• _PAGE EXCERPT_:
‘Carrying’ Their Stories
Anglophone Bangladeshi Akram Khan’s Bahok, a modern dance production with eight dancers from as many countries
I remember once, during a several-hour transit wait, walking up and down the long anonymous concrete and glass halls of the main terminal at the Frankfurt airport. Since there was nothing else to do, I watched the people who were waiting in the empty concourse.
All I saw was the monotony and boredom of waiting. There was none of the eager bubbling anticipation of an arrivals hall despite the fact that they were waiting to go places I had never been but had always longed to see. Lines of people waiting for Barcelona and Belgrade, Kuala Lumpur and Ulan Bator, Rio de Janeiro and Nouakchott. What struck me most was the feeling that the world was dividing itself up into its different peoples, right there at the Frankfurt airport.
One line of passengers, though, was different: those people were of all colors, shapes and sizes. They were waiting for the flight to Atlanta. I have often thought back on that line: it has remained my metaphor for globalization and the cross-cultural environment that becomes ever more present around us.
Akram Khan’s Bahok, performed at the Festspielhaus St. Pölten on Nov. 13 and 14, opens with just this scene, a transit hall in an airport. Eight dancers from nearly as many countries – South Africa, Korea, Taiwan, India, Slovakia, Spain, China – are in a barren waiting room, furnished with only few more chairs than people, with a large information board above their heads. The kind you sometimes still see in train stations, with black cards that periodically flip around, like the sudden clamor of a flock of startled birds, to announce an arrival or a departure. It’s a sound that we have nearly forgotten now that LED boards have become the norm. But just like the waiting dancers, the noise makes us look up in expectation.

• _THE DATA_:

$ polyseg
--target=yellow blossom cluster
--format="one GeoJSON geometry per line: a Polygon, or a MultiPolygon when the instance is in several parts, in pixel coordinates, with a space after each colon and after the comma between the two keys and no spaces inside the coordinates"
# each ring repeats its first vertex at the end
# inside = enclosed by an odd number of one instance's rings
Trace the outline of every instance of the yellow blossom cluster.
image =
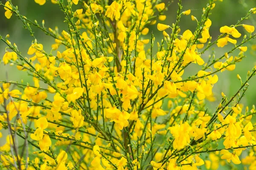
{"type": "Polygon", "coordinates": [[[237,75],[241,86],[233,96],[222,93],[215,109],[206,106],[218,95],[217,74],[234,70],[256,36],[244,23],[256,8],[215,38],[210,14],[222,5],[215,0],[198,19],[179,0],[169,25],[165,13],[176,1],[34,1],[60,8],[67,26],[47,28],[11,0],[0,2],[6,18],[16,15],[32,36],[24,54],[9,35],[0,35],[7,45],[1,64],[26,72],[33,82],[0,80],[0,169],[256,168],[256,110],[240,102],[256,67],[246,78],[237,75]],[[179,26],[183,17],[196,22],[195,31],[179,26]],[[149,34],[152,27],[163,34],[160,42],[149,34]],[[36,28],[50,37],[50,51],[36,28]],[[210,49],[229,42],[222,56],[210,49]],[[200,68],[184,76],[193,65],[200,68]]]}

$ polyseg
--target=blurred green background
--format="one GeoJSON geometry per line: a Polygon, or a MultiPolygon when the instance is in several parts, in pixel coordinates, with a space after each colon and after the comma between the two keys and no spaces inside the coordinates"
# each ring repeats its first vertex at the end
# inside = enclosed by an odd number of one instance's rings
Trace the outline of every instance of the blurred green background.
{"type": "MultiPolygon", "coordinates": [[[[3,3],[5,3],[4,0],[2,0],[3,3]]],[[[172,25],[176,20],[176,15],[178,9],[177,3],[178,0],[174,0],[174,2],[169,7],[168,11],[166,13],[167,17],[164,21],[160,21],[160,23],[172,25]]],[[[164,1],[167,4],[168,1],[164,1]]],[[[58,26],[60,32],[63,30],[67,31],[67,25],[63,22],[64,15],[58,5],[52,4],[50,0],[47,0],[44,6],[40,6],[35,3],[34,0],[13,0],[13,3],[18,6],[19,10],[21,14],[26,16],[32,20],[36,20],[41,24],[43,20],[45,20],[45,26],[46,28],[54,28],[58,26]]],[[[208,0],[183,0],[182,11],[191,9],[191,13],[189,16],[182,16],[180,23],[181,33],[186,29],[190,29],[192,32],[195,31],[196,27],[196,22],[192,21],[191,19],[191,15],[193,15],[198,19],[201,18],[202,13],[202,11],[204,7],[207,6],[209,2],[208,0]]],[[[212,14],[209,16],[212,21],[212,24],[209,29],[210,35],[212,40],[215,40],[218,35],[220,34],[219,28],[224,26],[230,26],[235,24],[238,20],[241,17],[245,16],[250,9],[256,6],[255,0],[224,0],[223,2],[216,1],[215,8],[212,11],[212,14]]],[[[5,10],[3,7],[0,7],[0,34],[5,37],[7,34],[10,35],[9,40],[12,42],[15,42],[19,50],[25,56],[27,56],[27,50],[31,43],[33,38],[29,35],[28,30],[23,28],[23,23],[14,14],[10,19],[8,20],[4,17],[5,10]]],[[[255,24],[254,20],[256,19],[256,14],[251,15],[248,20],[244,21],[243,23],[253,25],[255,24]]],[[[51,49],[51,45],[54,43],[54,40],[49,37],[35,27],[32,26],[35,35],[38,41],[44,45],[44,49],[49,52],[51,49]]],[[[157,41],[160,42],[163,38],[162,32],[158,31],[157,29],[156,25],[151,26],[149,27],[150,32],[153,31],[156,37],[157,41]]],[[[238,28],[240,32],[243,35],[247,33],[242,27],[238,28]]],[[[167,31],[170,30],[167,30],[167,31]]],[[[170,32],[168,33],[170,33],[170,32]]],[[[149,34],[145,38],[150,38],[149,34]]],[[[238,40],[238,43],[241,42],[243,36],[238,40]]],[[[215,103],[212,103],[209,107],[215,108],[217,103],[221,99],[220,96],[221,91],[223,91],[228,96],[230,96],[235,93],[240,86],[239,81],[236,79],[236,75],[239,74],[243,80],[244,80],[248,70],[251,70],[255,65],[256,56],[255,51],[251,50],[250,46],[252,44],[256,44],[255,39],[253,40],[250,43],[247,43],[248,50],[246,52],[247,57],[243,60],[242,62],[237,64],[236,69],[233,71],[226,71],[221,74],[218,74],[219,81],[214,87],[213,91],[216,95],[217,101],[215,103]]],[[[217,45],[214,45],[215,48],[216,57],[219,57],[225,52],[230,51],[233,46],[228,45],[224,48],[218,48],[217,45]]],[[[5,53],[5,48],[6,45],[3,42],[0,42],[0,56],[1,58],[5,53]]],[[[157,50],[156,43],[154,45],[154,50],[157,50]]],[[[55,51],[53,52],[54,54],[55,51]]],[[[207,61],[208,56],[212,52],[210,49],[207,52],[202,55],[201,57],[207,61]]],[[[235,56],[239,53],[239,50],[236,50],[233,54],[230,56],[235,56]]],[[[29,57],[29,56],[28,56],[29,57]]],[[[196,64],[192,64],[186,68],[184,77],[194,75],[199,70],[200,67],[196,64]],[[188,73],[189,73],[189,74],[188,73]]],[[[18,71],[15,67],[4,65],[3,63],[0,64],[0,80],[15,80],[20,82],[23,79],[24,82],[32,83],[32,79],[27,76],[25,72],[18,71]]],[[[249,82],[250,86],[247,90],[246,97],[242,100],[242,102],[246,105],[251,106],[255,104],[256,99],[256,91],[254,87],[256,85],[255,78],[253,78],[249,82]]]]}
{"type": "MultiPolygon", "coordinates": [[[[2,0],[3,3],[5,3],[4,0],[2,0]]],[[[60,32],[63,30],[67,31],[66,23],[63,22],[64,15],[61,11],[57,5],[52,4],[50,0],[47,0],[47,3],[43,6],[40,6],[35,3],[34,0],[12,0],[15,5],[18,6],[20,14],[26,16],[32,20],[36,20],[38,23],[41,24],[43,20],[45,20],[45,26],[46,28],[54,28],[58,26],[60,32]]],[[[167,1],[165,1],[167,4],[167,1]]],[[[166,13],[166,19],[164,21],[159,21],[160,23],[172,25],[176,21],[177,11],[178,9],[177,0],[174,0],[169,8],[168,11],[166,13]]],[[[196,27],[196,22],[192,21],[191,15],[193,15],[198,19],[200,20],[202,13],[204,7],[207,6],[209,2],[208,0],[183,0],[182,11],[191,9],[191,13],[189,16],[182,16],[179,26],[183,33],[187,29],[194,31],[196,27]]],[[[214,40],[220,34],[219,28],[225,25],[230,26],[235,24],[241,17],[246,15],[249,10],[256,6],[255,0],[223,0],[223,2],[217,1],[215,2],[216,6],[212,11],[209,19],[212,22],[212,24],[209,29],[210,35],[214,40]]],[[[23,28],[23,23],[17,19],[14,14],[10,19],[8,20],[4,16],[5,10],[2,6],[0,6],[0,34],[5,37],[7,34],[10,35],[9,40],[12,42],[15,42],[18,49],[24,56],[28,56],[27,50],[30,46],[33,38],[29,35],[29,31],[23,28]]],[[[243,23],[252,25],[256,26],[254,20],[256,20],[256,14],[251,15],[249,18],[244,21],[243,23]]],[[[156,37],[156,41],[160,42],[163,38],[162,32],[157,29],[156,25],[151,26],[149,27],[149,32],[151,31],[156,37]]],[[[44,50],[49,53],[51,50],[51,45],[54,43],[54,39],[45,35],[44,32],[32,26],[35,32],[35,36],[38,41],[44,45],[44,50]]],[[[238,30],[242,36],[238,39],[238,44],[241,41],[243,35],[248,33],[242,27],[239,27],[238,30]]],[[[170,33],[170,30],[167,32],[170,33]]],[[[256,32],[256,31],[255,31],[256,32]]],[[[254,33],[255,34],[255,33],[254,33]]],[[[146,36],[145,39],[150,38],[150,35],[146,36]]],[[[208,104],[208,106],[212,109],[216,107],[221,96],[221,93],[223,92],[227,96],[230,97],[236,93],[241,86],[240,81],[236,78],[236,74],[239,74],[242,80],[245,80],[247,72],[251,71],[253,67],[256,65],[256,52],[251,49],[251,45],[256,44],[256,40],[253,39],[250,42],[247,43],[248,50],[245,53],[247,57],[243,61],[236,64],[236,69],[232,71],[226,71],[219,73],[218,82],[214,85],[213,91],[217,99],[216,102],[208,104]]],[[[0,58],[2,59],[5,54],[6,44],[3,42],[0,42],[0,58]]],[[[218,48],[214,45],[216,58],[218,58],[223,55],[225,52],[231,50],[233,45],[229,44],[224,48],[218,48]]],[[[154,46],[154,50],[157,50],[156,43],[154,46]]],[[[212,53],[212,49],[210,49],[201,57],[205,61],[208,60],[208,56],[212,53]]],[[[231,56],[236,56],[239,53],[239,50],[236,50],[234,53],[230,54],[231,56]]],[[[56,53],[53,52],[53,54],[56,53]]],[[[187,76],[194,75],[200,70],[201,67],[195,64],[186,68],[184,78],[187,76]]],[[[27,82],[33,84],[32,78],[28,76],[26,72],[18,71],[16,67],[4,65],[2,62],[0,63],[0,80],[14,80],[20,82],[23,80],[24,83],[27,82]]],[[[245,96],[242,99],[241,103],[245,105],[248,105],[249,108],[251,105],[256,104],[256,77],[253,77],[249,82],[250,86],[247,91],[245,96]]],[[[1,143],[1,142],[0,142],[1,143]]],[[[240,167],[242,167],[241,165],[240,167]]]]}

---

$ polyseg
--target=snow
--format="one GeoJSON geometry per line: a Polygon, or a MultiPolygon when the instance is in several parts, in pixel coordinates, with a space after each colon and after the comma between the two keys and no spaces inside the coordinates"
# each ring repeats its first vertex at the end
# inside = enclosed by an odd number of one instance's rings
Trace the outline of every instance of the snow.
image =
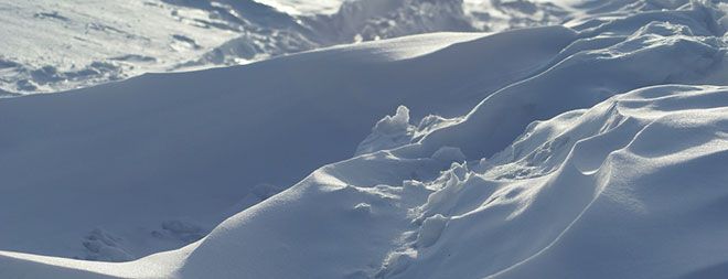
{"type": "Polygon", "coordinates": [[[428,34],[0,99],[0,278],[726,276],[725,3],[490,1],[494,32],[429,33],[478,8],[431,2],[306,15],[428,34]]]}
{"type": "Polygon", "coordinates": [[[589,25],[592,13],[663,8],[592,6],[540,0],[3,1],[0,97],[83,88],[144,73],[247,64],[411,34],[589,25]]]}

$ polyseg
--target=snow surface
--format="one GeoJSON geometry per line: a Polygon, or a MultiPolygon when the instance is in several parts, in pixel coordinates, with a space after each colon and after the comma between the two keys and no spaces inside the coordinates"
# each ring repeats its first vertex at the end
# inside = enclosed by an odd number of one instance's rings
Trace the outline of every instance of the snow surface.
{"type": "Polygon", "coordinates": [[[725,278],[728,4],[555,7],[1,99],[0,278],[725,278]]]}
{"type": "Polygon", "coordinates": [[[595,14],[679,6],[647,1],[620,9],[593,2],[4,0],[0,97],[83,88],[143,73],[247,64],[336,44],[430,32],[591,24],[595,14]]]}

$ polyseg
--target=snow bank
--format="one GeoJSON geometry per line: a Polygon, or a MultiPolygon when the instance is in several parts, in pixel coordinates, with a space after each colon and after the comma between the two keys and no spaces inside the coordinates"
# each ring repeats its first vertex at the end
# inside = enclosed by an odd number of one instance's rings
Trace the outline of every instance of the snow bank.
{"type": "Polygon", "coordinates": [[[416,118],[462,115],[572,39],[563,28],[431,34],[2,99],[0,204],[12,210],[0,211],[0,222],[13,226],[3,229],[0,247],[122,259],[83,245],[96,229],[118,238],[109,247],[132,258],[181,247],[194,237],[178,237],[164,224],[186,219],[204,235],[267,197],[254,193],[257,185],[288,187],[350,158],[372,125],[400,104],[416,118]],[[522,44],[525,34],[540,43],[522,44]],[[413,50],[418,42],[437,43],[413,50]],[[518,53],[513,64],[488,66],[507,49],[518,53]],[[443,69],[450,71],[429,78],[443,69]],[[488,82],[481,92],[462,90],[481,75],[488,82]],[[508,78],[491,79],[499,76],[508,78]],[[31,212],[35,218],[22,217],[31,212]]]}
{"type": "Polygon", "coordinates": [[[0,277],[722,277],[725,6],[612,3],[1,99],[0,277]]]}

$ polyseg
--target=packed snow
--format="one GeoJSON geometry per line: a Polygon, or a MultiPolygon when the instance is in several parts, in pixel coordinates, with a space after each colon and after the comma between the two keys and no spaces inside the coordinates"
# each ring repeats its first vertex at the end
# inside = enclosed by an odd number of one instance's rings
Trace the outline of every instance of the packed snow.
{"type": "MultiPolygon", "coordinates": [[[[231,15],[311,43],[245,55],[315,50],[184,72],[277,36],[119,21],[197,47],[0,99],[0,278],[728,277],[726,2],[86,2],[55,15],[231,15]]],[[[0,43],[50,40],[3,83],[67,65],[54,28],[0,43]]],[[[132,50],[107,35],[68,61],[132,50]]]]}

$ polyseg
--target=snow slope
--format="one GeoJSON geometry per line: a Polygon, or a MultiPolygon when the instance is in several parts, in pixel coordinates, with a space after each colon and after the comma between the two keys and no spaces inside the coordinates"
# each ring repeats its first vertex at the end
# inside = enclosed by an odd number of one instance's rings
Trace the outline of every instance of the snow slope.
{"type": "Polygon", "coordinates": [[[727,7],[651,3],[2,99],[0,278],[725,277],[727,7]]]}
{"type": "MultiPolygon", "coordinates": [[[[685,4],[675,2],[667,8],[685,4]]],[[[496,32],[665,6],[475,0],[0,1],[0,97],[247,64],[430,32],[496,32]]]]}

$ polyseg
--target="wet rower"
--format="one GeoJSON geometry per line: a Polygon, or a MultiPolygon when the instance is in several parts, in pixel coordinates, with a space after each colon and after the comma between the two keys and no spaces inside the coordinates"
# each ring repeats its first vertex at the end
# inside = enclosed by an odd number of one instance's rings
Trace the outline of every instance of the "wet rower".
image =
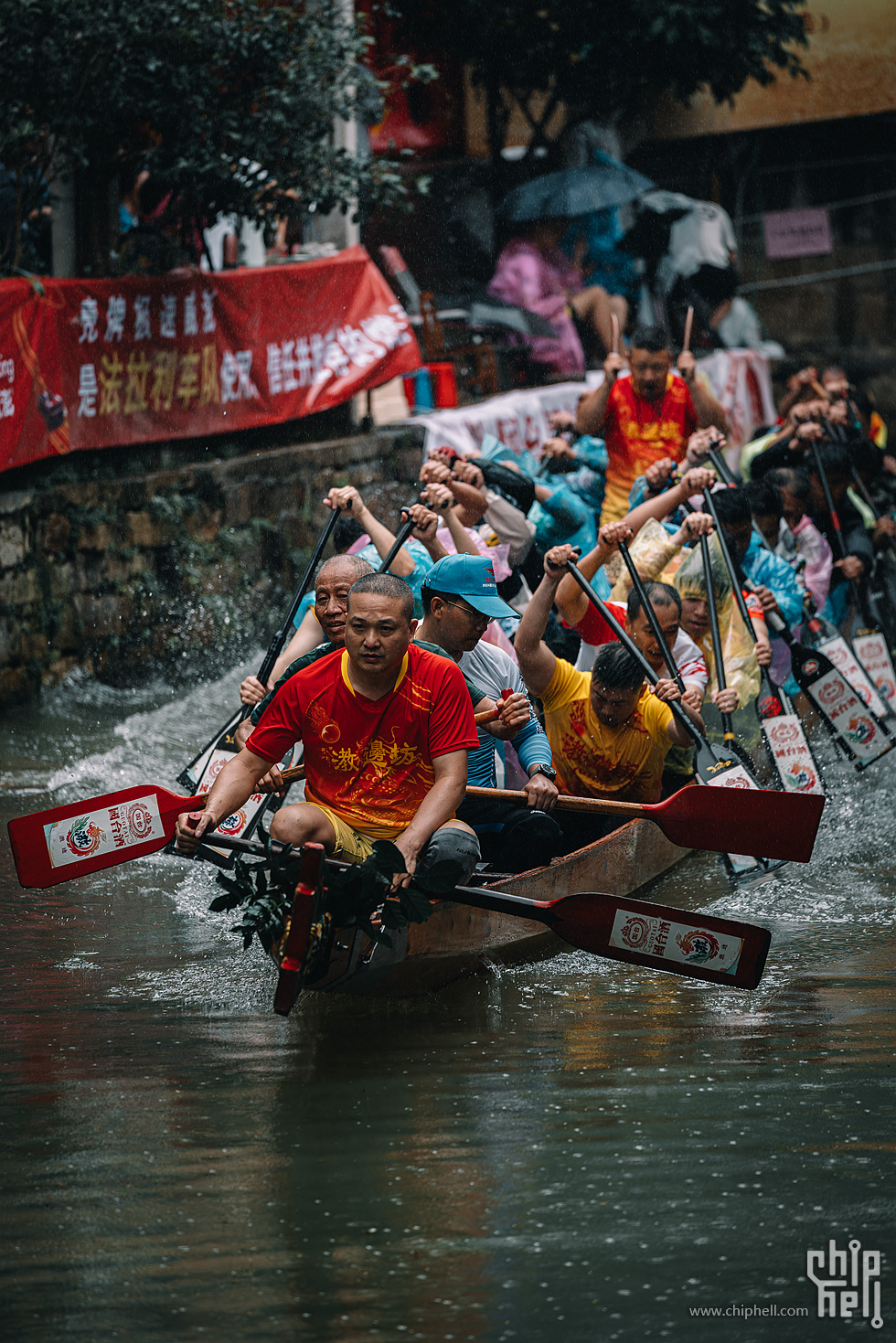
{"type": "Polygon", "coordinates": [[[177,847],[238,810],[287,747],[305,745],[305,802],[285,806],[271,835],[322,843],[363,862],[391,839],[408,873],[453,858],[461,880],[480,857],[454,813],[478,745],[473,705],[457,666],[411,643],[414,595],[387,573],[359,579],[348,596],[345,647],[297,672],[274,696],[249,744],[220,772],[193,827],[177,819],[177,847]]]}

• _JOBS_:
(1) Can you shorten the paragraph of the dance review that begins "All I saw was the monotony" while keeping its main facts?
(2) Which lines of the records contain the word "blossom"? Pick out every one of them, counting only matches in the same case.
The records bear no relation to the dance review.

• _TASK SOLUTIONS_:
(1) I saw only the dull monotony of waiting, with none of an arrivals hall's eager anticipation, even though the lines of passengers were bound for places I had long wanted to see, such as Barcelona, Belgrade, Kuala Lumpur, Ulan Bator, Rio de Janeiro and Nouakchott. Most striking was the sense that the world was dividing itself into its different peoples right there at the Frankfurt airport.

(2)
--target=yellow blossom cluster
Trace the outline of every instance of the yellow blossom cluster.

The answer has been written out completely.